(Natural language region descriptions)
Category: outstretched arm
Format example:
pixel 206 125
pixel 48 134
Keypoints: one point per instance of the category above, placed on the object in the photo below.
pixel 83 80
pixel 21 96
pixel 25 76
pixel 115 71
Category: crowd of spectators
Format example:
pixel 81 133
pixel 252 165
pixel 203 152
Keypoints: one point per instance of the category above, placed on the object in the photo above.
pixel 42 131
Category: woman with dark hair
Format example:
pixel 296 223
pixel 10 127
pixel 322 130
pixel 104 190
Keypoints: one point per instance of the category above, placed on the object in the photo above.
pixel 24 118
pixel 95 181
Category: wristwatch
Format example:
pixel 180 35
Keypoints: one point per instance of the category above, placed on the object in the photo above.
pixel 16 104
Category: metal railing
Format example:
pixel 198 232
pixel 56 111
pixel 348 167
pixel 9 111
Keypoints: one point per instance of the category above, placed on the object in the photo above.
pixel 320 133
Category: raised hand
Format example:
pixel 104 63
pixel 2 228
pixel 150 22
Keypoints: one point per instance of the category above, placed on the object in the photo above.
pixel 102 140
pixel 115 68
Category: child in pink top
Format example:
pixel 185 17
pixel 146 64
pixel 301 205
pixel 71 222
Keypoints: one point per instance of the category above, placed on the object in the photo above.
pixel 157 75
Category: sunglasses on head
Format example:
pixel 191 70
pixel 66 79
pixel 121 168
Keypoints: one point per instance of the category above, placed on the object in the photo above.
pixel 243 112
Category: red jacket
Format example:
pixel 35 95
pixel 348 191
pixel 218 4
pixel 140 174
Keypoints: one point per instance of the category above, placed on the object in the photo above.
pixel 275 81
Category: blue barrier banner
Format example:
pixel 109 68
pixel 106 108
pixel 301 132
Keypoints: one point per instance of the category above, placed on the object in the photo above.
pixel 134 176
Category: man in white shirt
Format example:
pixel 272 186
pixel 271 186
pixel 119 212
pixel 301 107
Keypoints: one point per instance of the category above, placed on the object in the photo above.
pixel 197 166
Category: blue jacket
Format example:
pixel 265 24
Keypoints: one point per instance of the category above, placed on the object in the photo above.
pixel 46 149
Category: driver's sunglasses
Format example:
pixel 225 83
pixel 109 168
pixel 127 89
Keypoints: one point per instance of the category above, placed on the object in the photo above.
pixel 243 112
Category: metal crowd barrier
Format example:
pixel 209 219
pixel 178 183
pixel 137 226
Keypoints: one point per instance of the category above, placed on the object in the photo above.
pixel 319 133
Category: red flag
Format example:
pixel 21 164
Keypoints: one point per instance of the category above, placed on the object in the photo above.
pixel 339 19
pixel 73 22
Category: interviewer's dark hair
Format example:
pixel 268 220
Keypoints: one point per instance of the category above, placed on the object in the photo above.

**TASK REQUIREMENTS**
When you reach the line containing "pixel 10 127" in the data above, start copying exactly, and stop after the line containing "pixel 180 35".

**RESULT FOR THIS TASK**
pixel 10 127
pixel 322 130
pixel 104 190
Keypoints: one point per instance of the category above, placed on the object in the photo above.
pixel 24 118
pixel 95 181
Category: wristwatch
Format example:
pixel 180 35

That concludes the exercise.